[RECORDED DATA]

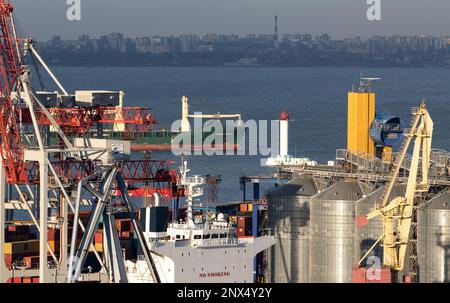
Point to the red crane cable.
(11, 143)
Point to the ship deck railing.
(217, 242)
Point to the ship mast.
(193, 189)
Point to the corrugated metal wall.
(289, 216)
(433, 237)
(333, 232)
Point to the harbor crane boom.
(397, 214)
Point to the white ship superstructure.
(199, 251)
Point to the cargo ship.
(162, 140)
(200, 249)
(211, 135)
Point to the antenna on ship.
(365, 84)
(193, 188)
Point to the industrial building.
(381, 204)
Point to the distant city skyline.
(136, 18)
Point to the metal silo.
(289, 217)
(433, 240)
(365, 237)
(333, 232)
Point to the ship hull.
(179, 262)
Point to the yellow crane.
(397, 213)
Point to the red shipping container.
(126, 235)
(98, 238)
(53, 234)
(31, 262)
(8, 260)
(244, 221)
(19, 228)
(240, 232)
(243, 207)
(14, 280)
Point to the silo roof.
(342, 191)
(440, 202)
(302, 186)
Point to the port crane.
(398, 214)
(29, 166)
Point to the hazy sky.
(44, 18)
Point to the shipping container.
(22, 247)
(23, 229)
(371, 275)
(53, 234)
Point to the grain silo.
(433, 240)
(365, 237)
(289, 217)
(333, 232)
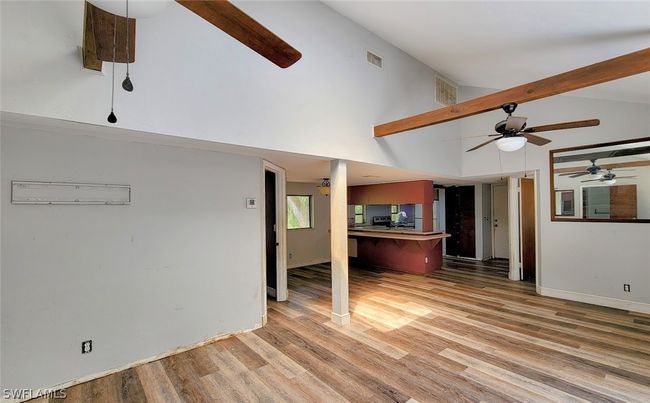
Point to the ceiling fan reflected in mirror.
(608, 178)
(594, 171)
(512, 133)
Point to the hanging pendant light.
(111, 117)
(127, 84)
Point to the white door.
(500, 221)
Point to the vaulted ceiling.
(502, 44)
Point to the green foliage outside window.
(299, 212)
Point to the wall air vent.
(445, 91)
(375, 60)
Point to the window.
(299, 212)
(358, 214)
(394, 212)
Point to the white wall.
(594, 259)
(486, 219)
(192, 80)
(310, 245)
(181, 264)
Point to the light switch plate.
(251, 202)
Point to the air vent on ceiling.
(445, 91)
(374, 59)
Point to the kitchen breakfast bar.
(392, 226)
(408, 251)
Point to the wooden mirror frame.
(555, 218)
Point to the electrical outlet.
(86, 346)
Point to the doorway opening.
(274, 237)
(270, 229)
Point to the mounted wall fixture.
(324, 187)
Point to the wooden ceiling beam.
(630, 164)
(598, 73)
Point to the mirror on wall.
(607, 182)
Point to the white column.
(339, 241)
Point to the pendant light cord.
(113, 79)
(127, 38)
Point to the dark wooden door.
(622, 202)
(527, 206)
(271, 237)
(460, 221)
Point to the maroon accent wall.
(418, 257)
(416, 192)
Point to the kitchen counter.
(400, 249)
(405, 234)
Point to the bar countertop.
(403, 233)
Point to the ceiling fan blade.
(619, 67)
(236, 23)
(538, 141)
(515, 123)
(482, 144)
(562, 126)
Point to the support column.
(339, 240)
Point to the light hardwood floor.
(456, 335)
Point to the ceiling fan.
(513, 134)
(609, 178)
(594, 171)
(613, 69)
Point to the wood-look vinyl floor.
(498, 267)
(452, 336)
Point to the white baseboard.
(341, 320)
(309, 262)
(596, 300)
(151, 359)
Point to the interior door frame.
(281, 230)
(492, 213)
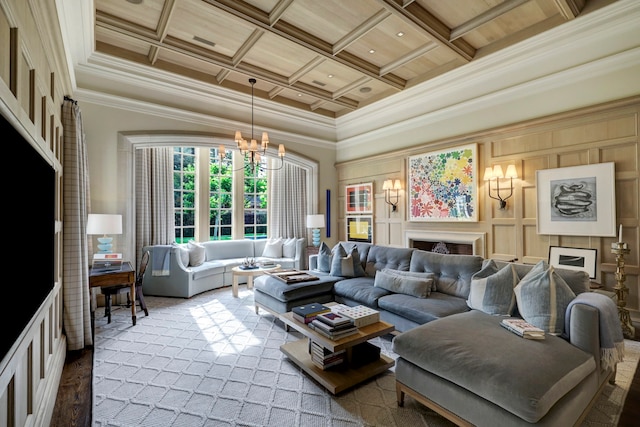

[/RECORDED DATA]

- **TASK INSTRUCTIONS**
Exactly the lines from the one that contains "Point to the ceiling fan blade." through the final line of the records above are needed, given again word for word, with every picture left out.

- **EXPECTED OUTPUT**
Point to the ceiling fan blade.
(619, 67)
(236, 23)
(538, 141)
(515, 123)
(482, 144)
(562, 126)
Point to the support column.
(339, 240)
Point to the light hardwood floor.
(456, 335)
Point to the ceiling fan.
(513, 134)
(609, 178)
(594, 171)
(613, 69)
Point to the wood-look vinyl floor.
(498, 267)
(452, 336)
Point to the white baseboard.
(341, 320)
(309, 262)
(596, 300)
(151, 359)
Point to the interior door frame.
(281, 230)
(492, 213)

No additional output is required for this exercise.